Reproduce all the entries precisely.
---
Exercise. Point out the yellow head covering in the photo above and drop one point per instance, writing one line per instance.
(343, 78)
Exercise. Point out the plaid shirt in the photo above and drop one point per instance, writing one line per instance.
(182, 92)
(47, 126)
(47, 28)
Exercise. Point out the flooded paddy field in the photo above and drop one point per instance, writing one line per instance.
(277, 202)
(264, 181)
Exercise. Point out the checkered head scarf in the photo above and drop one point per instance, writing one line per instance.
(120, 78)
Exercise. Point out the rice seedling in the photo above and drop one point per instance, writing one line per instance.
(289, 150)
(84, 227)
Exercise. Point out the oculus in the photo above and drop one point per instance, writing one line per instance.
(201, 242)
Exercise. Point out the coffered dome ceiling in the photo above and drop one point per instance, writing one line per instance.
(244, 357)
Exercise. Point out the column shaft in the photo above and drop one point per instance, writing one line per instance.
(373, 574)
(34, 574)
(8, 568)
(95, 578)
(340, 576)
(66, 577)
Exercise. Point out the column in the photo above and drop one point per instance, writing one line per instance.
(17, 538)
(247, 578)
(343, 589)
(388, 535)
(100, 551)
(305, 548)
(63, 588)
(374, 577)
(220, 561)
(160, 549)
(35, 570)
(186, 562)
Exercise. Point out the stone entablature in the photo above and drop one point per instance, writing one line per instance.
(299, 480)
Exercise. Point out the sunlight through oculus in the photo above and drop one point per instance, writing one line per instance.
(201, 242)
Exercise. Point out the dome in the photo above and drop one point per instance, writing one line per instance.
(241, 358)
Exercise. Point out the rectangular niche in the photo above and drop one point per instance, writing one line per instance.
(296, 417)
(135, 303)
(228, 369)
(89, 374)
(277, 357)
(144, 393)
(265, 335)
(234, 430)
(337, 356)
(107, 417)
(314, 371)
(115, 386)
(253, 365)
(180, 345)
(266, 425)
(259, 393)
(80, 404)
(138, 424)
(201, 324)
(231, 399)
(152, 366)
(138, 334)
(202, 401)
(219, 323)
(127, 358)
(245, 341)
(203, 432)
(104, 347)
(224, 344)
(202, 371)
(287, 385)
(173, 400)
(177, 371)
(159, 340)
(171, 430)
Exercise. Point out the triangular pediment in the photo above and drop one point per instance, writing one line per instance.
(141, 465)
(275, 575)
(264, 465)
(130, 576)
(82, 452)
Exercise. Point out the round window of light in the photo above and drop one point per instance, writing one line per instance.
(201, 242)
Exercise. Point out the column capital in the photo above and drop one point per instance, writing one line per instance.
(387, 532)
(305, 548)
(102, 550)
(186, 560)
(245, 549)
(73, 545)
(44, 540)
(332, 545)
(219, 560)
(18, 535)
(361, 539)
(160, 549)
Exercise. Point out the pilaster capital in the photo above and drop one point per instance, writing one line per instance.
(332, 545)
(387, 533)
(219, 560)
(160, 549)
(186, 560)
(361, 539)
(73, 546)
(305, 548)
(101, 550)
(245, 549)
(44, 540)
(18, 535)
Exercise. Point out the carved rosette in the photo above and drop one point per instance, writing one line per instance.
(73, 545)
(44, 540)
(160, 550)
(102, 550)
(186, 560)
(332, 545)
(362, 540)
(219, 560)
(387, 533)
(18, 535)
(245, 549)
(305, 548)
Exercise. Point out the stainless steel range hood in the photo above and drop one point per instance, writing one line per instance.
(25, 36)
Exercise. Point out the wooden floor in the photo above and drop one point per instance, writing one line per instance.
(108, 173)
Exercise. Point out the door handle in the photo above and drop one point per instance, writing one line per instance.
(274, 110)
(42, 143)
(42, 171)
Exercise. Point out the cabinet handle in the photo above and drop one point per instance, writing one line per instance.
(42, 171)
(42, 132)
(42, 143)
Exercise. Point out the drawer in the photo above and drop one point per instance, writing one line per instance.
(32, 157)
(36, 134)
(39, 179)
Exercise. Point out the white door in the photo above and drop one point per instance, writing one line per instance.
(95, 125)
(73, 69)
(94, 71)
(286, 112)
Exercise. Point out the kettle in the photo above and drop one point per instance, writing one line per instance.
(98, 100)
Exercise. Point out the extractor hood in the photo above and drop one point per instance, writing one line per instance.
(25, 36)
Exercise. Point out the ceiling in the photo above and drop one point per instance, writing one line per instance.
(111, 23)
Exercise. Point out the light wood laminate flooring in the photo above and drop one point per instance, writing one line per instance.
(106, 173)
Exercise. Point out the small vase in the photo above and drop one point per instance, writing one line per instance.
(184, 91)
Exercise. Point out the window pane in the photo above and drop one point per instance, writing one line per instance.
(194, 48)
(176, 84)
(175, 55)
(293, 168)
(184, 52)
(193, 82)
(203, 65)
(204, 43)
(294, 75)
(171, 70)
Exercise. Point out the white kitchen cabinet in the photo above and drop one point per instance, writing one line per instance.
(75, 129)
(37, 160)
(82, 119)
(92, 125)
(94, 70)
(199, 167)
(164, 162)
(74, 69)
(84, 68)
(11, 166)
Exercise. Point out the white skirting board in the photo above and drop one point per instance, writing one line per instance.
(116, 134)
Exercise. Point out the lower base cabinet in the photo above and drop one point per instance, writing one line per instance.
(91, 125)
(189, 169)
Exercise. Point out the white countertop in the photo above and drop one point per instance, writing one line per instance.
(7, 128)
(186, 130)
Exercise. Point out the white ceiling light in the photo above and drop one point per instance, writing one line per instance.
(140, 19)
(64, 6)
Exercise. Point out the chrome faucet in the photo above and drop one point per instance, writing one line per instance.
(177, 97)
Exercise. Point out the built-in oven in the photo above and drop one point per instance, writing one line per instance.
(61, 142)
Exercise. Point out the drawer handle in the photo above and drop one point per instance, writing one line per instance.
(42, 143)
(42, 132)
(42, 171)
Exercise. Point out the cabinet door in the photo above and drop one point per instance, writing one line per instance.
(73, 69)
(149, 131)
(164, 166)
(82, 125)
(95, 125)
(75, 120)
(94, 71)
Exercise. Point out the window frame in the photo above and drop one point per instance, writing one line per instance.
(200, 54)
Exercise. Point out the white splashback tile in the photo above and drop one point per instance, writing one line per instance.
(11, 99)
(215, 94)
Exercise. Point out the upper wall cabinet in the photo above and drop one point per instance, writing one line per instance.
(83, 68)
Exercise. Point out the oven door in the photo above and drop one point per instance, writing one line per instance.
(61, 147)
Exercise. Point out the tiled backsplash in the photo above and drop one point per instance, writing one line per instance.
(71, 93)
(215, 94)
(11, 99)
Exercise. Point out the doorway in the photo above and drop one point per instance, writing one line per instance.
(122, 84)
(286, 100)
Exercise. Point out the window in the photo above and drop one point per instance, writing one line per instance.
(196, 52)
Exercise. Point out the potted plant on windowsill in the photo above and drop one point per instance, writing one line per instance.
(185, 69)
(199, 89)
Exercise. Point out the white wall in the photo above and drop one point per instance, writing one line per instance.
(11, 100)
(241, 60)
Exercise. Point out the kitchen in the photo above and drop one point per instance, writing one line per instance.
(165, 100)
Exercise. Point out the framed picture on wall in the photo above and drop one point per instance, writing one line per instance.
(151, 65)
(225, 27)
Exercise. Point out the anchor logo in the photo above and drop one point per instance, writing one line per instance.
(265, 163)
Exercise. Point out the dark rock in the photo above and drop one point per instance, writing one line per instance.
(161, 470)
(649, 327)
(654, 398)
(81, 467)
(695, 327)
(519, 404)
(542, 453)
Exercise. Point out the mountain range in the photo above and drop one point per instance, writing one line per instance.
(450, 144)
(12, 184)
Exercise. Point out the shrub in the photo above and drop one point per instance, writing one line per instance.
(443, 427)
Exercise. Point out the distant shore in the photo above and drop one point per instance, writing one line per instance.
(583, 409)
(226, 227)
---
- Response below -
Exercise. Point out the yellow head covering in the photo above and drop one point per instance, writing one line per instance.
(343, 78)
Exercise. Point out the plaid shirt in the photo above and drop one point per instance, writing one line per instance.
(182, 92)
(47, 126)
(47, 28)
Exercise. Point out the flooded paddy field in the photo above and drop one point per instance, writing one line per instance.
(277, 202)
(264, 181)
Exercise. Point out the checkered head scarf in the photo above and drop one point per instance, writing one line per instance.
(120, 78)
Exercise. Point out the rice seedling in the photo above and drop one point per instance, writing one line per instance.
(289, 150)
(84, 227)
Exercise. Point out the oculus in the photo above and drop one point per instance, writing one line per instance.
(201, 242)
Exercise. Point out the coffered dome ceiling in the photo above and drop one point per instance, writing one line per instance.
(244, 357)
Exercise. Point out the column shaft in the photo above and drop one point per instance, writing one line per instance.
(373, 574)
(34, 574)
(8, 568)
(95, 578)
(340, 576)
(66, 577)
Exercise. Point out the column in the photo above and drop one point per instance, writing one line per instance.
(17, 538)
(247, 578)
(343, 589)
(388, 535)
(100, 551)
(305, 548)
(63, 588)
(374, 577)
(220, 561)
(160, 549)
(35, 570)
(186, 562)
Exercise. Point out the stone entablature in the photo above and drop one point per instance, writing one line per instance.
(299, 480)
Exercise. Point out the sunlight through oculus in the photo above and drop one point per instance, writing one line per instance.
(201, 242)
Exercise. Point out the dome in the photo above and drop one point per instance, writing one line per instance.
(241, 358)
Exercise. Point out the rectangular niche in the photo above and drop one point per instance, writing one line per instance.
(296, 417)
(135, 303)
(228, 369)
(89, 374)
(277, 357)
(144, 393)
(265, 335)
(234, 430)
(337, 356)
(107, 417)
(314, 371)
(115, 386)
(253, 365)
(180, 345)
(266, 425)
(259, 393)
(80, 404)
(138, 424)
(201, 324)
(231, 399)
(152, 366)
(138, 334)
(202, 401)
(219, 323)
(127, 358)
(245, 341)
(203, 432)
(104, 347)
(224, 344)
(202, 371)
(287, 385)
(173, 400)
(177, 371)
(159, 340)
(171, 430)
Exercise. Point out the triangular pediment in the photo above and drop one point per instance, writing one line per instance.
(141, 465)
(275, 575)
(264, 465)
(130, 576)
(82, 452)
Exercise. Point out the round window of light in the photo above and drop one point per instance, writing one line per instance.
(201, 242)
Exercise. Point out the column capital in the photo above and drop one point per instance, writing one line per instance.
(387, 532)
(305, 548)
(102, 550)
(186, 560)
(245, 549)
(73, 545)
(44, 540)
(332, 545)
(219, 560)
(18, 535)
(361, 539)
(160, 549)
Exercise. Point out the pilaster capital in the photo above and drop one point per instance, writing one line per instance.
(332, 545)
(387, 533)
(219, 560)
(160, 549)
(186, 560)
(361, 539)
(73, 546)
(305, 548)
(101, 550)
(245, 549)
(44, 540)
(18, 535)
Exercise. Point out the carved rosette in the photo above and drop one point per instance, writing one line per instance.
(73, 545)
(44, 540)
(160, 550)
(102, 550)
(186, 560)
(332, 545)
(362, 540)
(219, 560)
(387, 533)
(18, 535)
(245, 549)
(305, 548)
Exercise. Point out the stainless steel range hood in the photo above and drop one point per instance, writing one line per instance.
(25, 36)
Exercise. Point out the wooden floor in the photo above and drop one point per instance, writing one line per instance.
(108, 173)
Exercise. Point out the door handle in the photo above and drop one point per instance, writing one line per instance.
(274, 110)
(42, 143)
(42, 171)
Exercise. Point out the cabinet handle in the photo above and drop one point per instance, writing one line per instance.
(42, 171)
(42, 132)
(42, 143)
Exercise. Point out the drawer in the photo above and drop one point per instance, writing one line per instance.
(32, 157)
(36, 134)
(39, 179)
Exercise. Point out the white door in the photo above and drop one point per instance, writing one line per instance.
(95, 125)
(73, 69)
(94, 71)
(286, 112)
Exercise. Point out the kettle in the photo above and drop one point per instance, writing one line per instance.
(98, 100)
Exercise. Point out the extractor hood in the photo above and drop one point per instance, writing one line per instance.
(25, 36)
Exercise. Point out the ceiling in the photo above and drop one point per instance, writing one line per instance.
(111, 23)
Exercise. Point out the light wood laminate flooring in the photo above and drop one point per instance, writing one line per instance.
(106, 173)
Exercise. Point out the small vase in the photo above and drop one point per instance, writing one line per instance.
(184, 91)
Exercise. Point out the window pane in the photo above and drop one point per instance, writing one line per instance.
(194, 48)
(176, 84)
(175, 55)
(293, 168)
(184, 52)
(193, 82)
(203, 65)
(204, 43)
(294, 75)
(171, 70)
Exercise. Point out the white kitchen cabinet in the photo above and drop one point per instance, writing one line per instance.
(75, 129)
(37, 160)
(82, 119)
(92, 125)
(94, 70)
(199, 167)
(164, 162)
(74, 69)
(84, 68)
(11, 166)
Exercise. Point out the white skirting board in the photo above and drop one point per instance, writing one line per instance.
(116, 134)
Exercise. Point out the lower base cabinet in the photo above and drop one point per instance, writing one line per instance.
(91, 125)
(189, 169)
Exercise. Point out the white countertop in the photo above and drop one point per instance, writing one line per instance.
(7, 128)
(186, 130)
Exercise. Point out the white ceiling light in the photo above and drop one point per instance, writing one line per instance.
(140, 19)
(64, 6)
Exercise. Point out the chrome faucet in the photo above and drop one point per instance, writing one line per instance.
(177, 97)
Exercise. Point out the built-in oven in the photo above and drop one point per instance, writing one line per instance.
(61, 142)
Exercise. Point out the drawer handle in the photo above and drop one point per instance, writing one line per instance.
(42, 143)
(42, 132)
(42, 171)
Exercise. Point out the cabinet door in the photo above and drop one point per instance, writing one line per instance.
(73, 69)
(149, 131)
(164, 166)
(82, 125)
(95, 125)
(75, 120)
(94, 71)
Exercise. Point out the window frame in the photo above and drop one point per instance, writing one line per instance.
(200, 54)
Exercise. Point out the white splashback tile in the photo above and drop one point per instance, writing one line per instance.
(11, 99)
(215, 94)
Exercise. Point out the upper wall cabinet in the photo above and drop one point per instance, writing one line per instance.
(83, 68)
Exercise. Point out the oven door in the photo above and drop one point per instance, writing one line per instance.
(61, 147)
Exercise. Point out the tiled backsplash in the photo above and drop one point per instance, writing one line per instance.
(71, 93)
(215, 94)
(11, 99)
Exercise. Point out the doorway in the photo above and drop one point per instance, writing one line per instance.
(122, 84)
(286, 100)
Exercise. Point out the window in the photo above and drop one point per instance, writing one line per instance.
(196, 52)
Exercise. Point out the potted plant on windowsill in the photo above and drop one point per instance, writing one line per instance.
(185, 69)
(199, 89)
Exercise. Point out the white wall in the photo above and drop one point per instance, writing one line per instance.
(11, 100)
(241, 60)
Exercise. Point out the kitchen in the photo above and drop one point per instance, writing one line per instance.
(165, 100)
Exercise. Point out the framed picture on wall in the photo above and drop one point per instance, writing one line per instance.
(151, 65)
(225, 27)
Exercise. Point out the anchor logo in the photo above and drop one point per instance, writing one line per instance.
(265, 163)
Exercise. Point out the dark rock in the photo above and drop one point per instance, writing one line per instance.
(161, 470)
(649, 327)
(654, 398)
(81, 467)
(695, 327)
(519, 404)
(542, 453)
Exercise. Point out the mountain range in the photo above and drop one point per instance, writing one line per instance.
(450, 144)
(12, 184)
Exercise. Point out the shrub in the photo above and drop one point per instance, writing one line per instance.
(443, 427)
Exercise. Point out the distant shore in the photo above and drop one point per instance, writing one line per instance.
(583, 409)
(226, 227)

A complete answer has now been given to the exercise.